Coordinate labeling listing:
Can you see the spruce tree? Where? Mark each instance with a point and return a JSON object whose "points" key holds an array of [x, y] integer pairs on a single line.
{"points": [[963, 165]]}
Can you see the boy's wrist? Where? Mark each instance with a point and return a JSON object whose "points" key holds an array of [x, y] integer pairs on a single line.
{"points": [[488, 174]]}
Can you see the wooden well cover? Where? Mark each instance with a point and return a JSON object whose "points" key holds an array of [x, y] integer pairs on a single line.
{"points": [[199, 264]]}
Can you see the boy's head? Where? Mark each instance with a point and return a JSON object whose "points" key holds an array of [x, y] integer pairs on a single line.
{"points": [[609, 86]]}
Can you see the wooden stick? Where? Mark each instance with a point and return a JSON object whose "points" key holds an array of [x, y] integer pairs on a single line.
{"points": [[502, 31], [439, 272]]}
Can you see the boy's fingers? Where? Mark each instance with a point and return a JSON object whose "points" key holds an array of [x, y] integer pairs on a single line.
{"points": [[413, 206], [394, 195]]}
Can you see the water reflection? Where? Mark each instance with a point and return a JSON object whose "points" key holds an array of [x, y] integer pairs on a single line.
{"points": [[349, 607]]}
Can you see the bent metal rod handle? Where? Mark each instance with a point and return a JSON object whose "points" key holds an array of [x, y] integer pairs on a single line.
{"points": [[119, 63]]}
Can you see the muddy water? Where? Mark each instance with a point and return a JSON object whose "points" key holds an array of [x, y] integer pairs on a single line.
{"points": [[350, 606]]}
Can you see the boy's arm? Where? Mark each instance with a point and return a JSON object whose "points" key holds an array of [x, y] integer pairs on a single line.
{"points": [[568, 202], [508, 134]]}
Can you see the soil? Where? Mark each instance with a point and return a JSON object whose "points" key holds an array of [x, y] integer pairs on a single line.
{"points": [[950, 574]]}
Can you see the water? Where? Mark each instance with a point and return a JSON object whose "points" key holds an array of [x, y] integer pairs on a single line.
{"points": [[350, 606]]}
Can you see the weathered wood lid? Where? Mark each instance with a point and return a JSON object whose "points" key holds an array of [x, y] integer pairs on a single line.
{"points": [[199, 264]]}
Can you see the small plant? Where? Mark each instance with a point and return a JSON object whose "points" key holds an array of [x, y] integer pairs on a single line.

*STATED EXERCISE:*
Please render every line of the listing above as a Markdown table with the columns "Row" and "Line", numbering the rows and leaving out any blank lines.

*EXPECTED ANSWER:*
| Row | Line |
|---|---|
| 1 | Can you see the spruce tree? Where? Mark each instance with a point and return a JSON object whose "points" key holds an array of [x, y] integer pairs on a single line. |
| 2 | {"points": [[963, 165]]} |
| 3 | Can you see the boy's wrist? Where? Mark each instance with a point and return a JSON object whose "points" key holds an array of [x, y] integer pairs on a single line. |
| 4 | {"points": [[488, 174]]} |
| 5 | Can you see the wooden well cover? Where? Mark each instance with a point and return a JSON object whose "points" key holds an array of [x, y] integer pairs on a single line. |
| 6 | {"points": [[199, 264]]} |
| 7 | Can you see the boy's head? Where? Mark each instance with a point and return a JSON object whose "points" key holds an array of [x, y] integer pairs on a single line. |
| 8 | {"points": [[609, 86]]} |
| 9 | Can you see the wooden stick? Where? Mark each instance with a point and return a JSON object whose "points" key holds an array of [x, y] integer pairs on a single line. |
| 10 | {"points": [[502, 31], [439, 272]]} |
| 11 | Can you see the boy's fingers? Where? Mark each instance with a point and return a JSON object whose "points" key holds an array of [x, y] integer pairs on a single line. |
| 12 | {"points": [[413, 206], [394, 195]]} |
| 13 | Can you see the water reflection? Where? Mark each instance with a point and return a JSON object whose "points" key holds an array of [x, y] integer pairs on a single line. |
| 14 | {"points": [[349, 607]]} |
| 15 | Can you see the bent metal rod handle? Where? Mark each instance with a point and return a JSON object whose "points" key holds an array of [x, y] integer pairs on a single line. |
| 16 | {"points": [[119, 63]]} |
| 17 | Can you see the muddy water? Where? Mark each instance with a point and return a JSON object whose "points" key holds an array of [x, y] integer pairs on a single line. |
| 18 | {"points": [[350, 606]]} |
| 19 | Can you see the boy's arm? Where? Mark each instance with a point and return a JSON object whose "points" key holds an array of [x, y] integer pairs on a single line. |
| 20 | {"points": [[568, 202], [508, 134]]} |
| 21 | Can you see the soil? Where? Mark each instance with a point and return a JSON object whose "points" key holds an array of [x, y] integer pairs on a single line. |
| 22 | {"points": [[950, 574]]} |
| 23 | Can you see the water? Where? Mark each instance with a point and return a JSON object whose "points" key holds an array of [x, y] integer pairs on a single line. |
| 24 | {"points": [[350, 606]]} |
| 25 | Can you see the weathered wood lid? Where? Mark each instance with a point and return a JSON object whose "points" key holds an array of [x, y] integer pairs on a single line. |
| 26 | {"points": [[199, 264]]} |
| 27 | Can you see the small plant? Where? Mark each instance with a point and return a JSON object whose "points" key holds an array of [x, y] integer pairs on a single line. |